_GIVEN EXERCISE A_
Please copy out the entries below word for word, keeping every line.

_SOURCE EXTRACT_
= Pacific Route =

Delivery route of goods between the United States and Russia in WWII
The Pacific Route was a delivery route used during World War II to move goods, particularly Lend-Lease goods from the United States to the Soviet Union.

This commenced in October 1941, though some goods had been moved prior to this under the "cash and carry" agreement.
The route was affected by the start of hostilities between Japan and the US in December 1941, but was not interrupted as Japan and the Soviet Union maintained a strict neutrality towards each other for the duration of the conflict, changing only in August 1945.
Due to this neutrality the goods could be moved only in Soviet-flagged ships, and, as they were inspected by the Japanese, could not include war materials. The route was therefore used to transport foods, raw materials and non-military goods such as lorries and other road vehicles, railway locomotives and rolling stock.
It was also the most practical route for goods and materials produced in the US western states.

During the conflict the Pacific Route saw a steady stream of goods moved from the west coast of the United States and overall accounted for some 50% of all Lend-lease goods to the Soviet Union.
The route closed in September 1945 with the end of the conflict and the cessation of the Lend-Lease scheme.

==Ships==
Pacific Route cargo to Vladivostok was transported exclusively aboard independently routed Soviet ships. In 1942, twenty-seven United States cargo ships, built around 1919, were transferred to the Soviet Far East State Shipping Company (FESCO) as Lend-Lease provisions. Older Soviet ships had been excluded from the arctic JW convoys of faster Liberty ships to minimize travel time through the dangerous Barents Sea but were suitable for the Pacific route, and were later augmented by Liberty ships supplied to the Soviet Union.

_GIVEN EXERCISE B_
Reproduce the full Pacific Route text above, word for word.

_PROVIDED DATA_
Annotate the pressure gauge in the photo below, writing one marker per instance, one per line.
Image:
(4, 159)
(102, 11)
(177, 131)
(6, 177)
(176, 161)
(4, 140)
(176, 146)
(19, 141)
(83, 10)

_RIGHT ANSWER A_
Annotate the pressure gauge in the photo below, writing one marker per instance, one per line.
Image:
(4, 159)
(102, 11)
(177, 131)
(6, 177)
(176, 161)
(4, 140)
(176, 146)
(19, 141)
(83, 10)

_RIGHT ANSWER B_
= Pacific Route =

Delivery route of goods between the United States and Russia in WWII
The Pacific Route was a delivery route used during World War II to move goods, particularly Lend-Lease goods from the United States to the Soviet Union.

This commenced in October 1941, though some goods had been moved prior to this under the "cash and carry" agreement.
The route was affected by the start of hostilities between Japan and the US in December 1941, but was not interrupted as Japan and the Soviet Union maintained a strict neutrality towards each other for the duration of the conflict, changing only in August 1945.
Due to this neutrality the goods could be moved only in Soviet-flagged ships, and, as they were inspected by the Japanese, could not include war materials. The route was therefore used to transport foods, raw materials and non-military goods such as lorries and other road vehicles, railway locomotives and rolling stock.
It was also the most practical route for goods and materials produced in the US western states.

During the conflict the Pacific Route saw a steady stream of goods moved from the west coast of the United States and overall accounted for some 50% of all Lend-lease goods to the Soviet Union.
The route closed in September 1945 with the end of the conflict and the cessation of the Lend-Lease scheme.

==Ships==
Pacific Route cargo to Vladivostok was transported exclusively aboard independently routed Soviet ships. In 1942, twenty-seven United States cargo ships, built around 1919, were transferred to the Soviet Far East State Shipping Company (FESCO) as Lend-Lease provisions. Older Soviet ships had been excluded from the arctic JW convoys of faster Liberty ships to minimize travel time through the dangerous Barents Sea but were suitable for the Pacific route, and were later augmented by Liberty ships supplied to the Soviet Union.